Data lines →

** BEGIN **

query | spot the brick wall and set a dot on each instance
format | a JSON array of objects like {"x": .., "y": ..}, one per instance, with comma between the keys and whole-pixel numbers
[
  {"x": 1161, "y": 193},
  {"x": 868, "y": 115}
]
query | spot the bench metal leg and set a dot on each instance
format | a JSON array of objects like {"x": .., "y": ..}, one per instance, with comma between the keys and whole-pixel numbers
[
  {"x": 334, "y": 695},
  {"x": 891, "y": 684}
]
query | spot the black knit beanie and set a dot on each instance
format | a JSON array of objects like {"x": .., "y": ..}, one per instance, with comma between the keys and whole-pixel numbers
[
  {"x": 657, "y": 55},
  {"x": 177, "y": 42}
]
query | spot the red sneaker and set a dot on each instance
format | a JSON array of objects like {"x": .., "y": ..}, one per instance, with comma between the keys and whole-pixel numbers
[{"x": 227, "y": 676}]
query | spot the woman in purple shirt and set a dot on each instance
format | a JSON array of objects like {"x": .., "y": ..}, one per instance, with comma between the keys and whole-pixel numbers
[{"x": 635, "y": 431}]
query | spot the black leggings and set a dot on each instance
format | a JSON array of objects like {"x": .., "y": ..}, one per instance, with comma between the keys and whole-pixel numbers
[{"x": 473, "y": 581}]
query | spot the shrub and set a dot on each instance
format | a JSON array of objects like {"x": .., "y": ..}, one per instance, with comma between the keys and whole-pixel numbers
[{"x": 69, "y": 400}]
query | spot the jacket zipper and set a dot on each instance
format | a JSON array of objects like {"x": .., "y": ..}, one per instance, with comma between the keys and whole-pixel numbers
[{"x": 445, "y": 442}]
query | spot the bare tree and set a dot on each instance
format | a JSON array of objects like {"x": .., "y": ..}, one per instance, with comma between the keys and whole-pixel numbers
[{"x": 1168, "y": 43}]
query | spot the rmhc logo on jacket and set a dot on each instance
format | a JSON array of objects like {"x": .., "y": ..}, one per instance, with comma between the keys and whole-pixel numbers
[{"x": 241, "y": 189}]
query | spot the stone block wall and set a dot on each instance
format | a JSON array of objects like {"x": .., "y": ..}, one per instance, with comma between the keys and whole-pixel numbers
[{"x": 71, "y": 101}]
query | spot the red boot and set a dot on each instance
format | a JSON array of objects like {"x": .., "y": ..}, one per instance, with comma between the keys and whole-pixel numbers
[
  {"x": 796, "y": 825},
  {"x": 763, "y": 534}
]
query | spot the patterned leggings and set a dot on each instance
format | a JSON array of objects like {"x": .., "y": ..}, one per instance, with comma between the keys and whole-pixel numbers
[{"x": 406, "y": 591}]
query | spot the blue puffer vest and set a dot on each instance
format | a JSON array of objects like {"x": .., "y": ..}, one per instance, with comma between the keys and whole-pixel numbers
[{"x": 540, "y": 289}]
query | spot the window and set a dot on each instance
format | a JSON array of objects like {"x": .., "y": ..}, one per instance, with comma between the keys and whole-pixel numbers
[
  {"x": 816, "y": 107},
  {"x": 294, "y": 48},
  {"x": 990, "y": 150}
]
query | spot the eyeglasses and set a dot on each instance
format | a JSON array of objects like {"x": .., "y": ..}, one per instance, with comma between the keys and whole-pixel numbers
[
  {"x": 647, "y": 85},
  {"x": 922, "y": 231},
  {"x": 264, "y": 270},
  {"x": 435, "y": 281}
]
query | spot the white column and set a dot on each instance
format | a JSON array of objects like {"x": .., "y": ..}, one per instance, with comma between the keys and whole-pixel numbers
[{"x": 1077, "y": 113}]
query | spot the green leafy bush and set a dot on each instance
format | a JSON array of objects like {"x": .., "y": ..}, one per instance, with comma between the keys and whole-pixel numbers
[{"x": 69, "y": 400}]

** END **

Rewrite all the rows above, changing "set a dot" to "place a marker" and leaving everything else as it is.

Output below →
query | spot the brick wall and place a marker on each instance
format | a JSON array of objects like {"x": .., "y": ..}, one per instance, with comma between the keys and whole-pixel numbers
[
  {"x": 1161, "y": 193},
  {"x": 868, "y": 115}
]
query | spot the bench metal leg and place a marker on each instance
format | a JSON array of objects like {"x": .., "y": ..}, one per instance, with comma between the keys and whole-pixel numbers
[
  {"x": 334, "y": 695},
  {"x": 891, "y": 684}
]
query | spot the black knit beanie and place a marker on each instance
format | a JSON array of objects like {"x": .., "y": ..}, one per instance, with comma between the keys and whole-pixel numbers
[
  {"x": 657, "y": 55},
  {"x": 177, "y": 42}
]
query | spot the red sneaker and place a marker on each instance
format | a JSON array of objects like {"x": .., "y": ..}, one per instance, with comma between the keys and whole-pixel numbers
[{"x": 227, "y": 676}]
query | spot the woman in purple shirt and place a marker on each instance
format | a JSON array of objects like {"x": .., "y": ..}, one per instance, with comma between the keys and whole-pixel numbers
[{"x": 635, "y": 431}]
query | spot the black leggings and place a marker on each instance
format | a JSON array of objects like {"x": .., "y": ..}, one per instance, with comma between the keys and whole-pixel numbers
[{"x": 473, "y": 581}]
query | spot the shrub and place a marker on each instance
format | a JSON array of objects like {"x": .., "y": ..}, one per instance, with comma between the keys and whole-pixel numbers
[{"x": 69, "y": 400}]
query | spot the jacket zipper and place a marker on each instance
format | a JSON array of objects like {"x": .., "y": ..}, one per instance, with comma between the keys and whole-pixel numbers
[{"x": 445, "y": 442}]
query | spot the bare tree and place a marker on each instance
format | a JSON array of objects like {"x": .., "y": ..}, one per instance, with comma between the keys and whole-pixel numbers
[{"x": 1168, "y": 43}]
query | spot the rmhc logo on jacket and place a marker on each instance
format | a JSON array of objects like {"x": .., "y": ..}, one per instance, with comma between the keys and whole-pixel numbers
[{"x": 241, "y": 189}]
query | spot the stone block wall and place a marker on each instance
format | a JSON array of objects like {"x": .., "y": ..}, one per instance, with comma between the keys and whole-pixel numbers
[{"x": 71, "y": 101}]
query | spot the red boot and place a marker on each instance
format | a JSON array of objects like {"x": .., "y": ..}, one per instance, with comma between the keys and whole-pixel numbers
[
  {"x": 796, "y": 825},
  {"x": 763, "y": 534}
]
query | spot the patterned leggings and place a marker on each instance
format | a JSON array of objects like {"x": .., "y": ..}, one per instance, with comma between the keys and whole-pixel numbers
[{"x": 406, "y": 591}]
query | spot the blue puffer vest and place a marker on each instance
format | a JSON array of objects like {"x": .., "y": ..}, one per instance, with comma between the keys and whole-pixel numbers
[{"x": 540, "y": 289}]
query | spot the window and place a marker on each instance
format | a JSON array of objects like {"x": .., "y": ..}, one per instance, with comma between the keys and whole-pixel numbers
[
  {"x": 816, "y": 107},
  {"x": 294, "y": 48},
  {"x": 990, "y": 150}
]
query | spot the eyeglasses and place a marker on each instance
format | a JSON array of objects like {"x": .., "y": ..}, one per instance, with comma between the keys and whole-pixel numbers
[
  {"x": 647, "y": 85},
  {"x": 922, "y": 231},
  {"x": 264, "y": 270},
  {"x": 435, "y": 281}
]
query | spot the white column and place a marker on each instance
format | a JSON array of objects like {"x": .., "y": ..}, one per instance, with comma between the keys and whole-pixel numbers
[{"x": 1077, "y": 113}]
query | spot the green leafy bush and place a marker on each instance
format | a JSON array of objects like {"x": .., "y": ..}, one per instance, with comma between the keys and whole-pixel numbers
[{"x": 69, "y": 400}]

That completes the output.